» TASK TO CARRY OUT:
Print the following lines exactly as they appear, keeping every character and line break unchanged.

» EXCERPTED DATA:
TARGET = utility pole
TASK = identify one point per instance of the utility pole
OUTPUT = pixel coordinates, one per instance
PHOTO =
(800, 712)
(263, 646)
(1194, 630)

» FINISHED TASK:
TARGET = utility pole
TASK = identify one point per instance of the utility pole
OUTPUT = pixel coordinates, one per instance
PHOTO =
(800, 712)
(263, 646)
(1194, 630)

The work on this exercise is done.